**QUOTED TEXT:**
- - - - -
In polite company, mere mention of “multitasking” can evoke a disparaging frown and a wagging finger. We shouldn’t multitask, they say – our brains can’t handle multiple tasks, and multitasking drains us of cognitive resources and makes us unable to focus on the critical tasks around us. Multitasking makes us, in a word, stupid.
Unfortunately, this view of multitasking is misguided and undermines a deeper understanding of multitasking’s role in our daily lives and the challenges that it presents.
The latest scientific work suggests that our brains are indeed built to efficiently process multiple tasks. According to our own theory of multitasking called threaded cognition, our brains rapidly interleave small cognitive steps for different tasks – so rapidly (up to 20 times per second) that, for many everyday situations, the resulting task behaviors look simultaneous. (Computers similarly interleave small steps of processing to achieve multitasking between applications, like displaying a new web page while a video plays in the background.) In fact, under certain conditions, people can even exhibit almost perfect time-sharing – doing two tasks concurrently with little to no performance degradation for either task.
The brain’s ability to multitask is readily apparent when watching a short-order cook, a symphony conductor, or a stay-at-home mom in action. But our brains also multitask in much subtler ways: listening to others while forming our own thoughts, walking around town while avoiding obstacles and window-shopping, thinking about the day while washing dishes, singing while showering, and so on.
- - - - -
**WORK TO COMPLETE:**
Write out the passage on multitasking word for word, starting at "In polite company, mere" and ending at "that it presents.".
- - - - -
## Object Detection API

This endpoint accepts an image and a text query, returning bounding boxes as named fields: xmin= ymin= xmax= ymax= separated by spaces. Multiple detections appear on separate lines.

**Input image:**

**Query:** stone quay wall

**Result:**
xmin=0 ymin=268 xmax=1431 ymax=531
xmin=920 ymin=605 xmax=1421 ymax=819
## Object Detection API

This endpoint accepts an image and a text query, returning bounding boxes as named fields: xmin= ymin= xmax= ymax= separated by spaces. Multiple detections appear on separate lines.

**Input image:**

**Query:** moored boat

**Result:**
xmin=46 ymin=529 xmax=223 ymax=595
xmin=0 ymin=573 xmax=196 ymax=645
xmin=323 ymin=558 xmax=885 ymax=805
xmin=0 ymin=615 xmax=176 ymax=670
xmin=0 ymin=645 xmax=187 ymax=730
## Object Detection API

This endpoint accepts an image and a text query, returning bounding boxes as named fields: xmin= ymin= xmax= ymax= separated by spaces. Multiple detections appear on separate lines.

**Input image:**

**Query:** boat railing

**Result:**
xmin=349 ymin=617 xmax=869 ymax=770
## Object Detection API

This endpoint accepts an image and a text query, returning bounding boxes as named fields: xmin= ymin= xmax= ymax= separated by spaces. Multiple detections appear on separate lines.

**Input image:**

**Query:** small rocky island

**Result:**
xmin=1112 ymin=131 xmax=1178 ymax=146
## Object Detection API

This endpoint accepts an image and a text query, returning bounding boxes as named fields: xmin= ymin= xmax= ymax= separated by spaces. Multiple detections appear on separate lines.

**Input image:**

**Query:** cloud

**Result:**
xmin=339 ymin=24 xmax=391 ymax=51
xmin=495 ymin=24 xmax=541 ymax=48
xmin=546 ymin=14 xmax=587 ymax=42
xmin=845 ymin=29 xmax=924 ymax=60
- - - - -
**TASK RESPONSE:**
In polite company, mere mention of “multitasking” can evoke a disparaging frown and a wagging finger. We shouldn’t multitask, they say – our brains can’t handle multiple tasks, and multitasking drains us of cognitive resources and makes us unable to focus on the critical tasks around us. Multitasking makes us, in a word, stupid.
Unfortunately, this view of multitasking is misguided and undermines a deeper understanding of multitasking’s role in our daily lives and the challenges that it presents.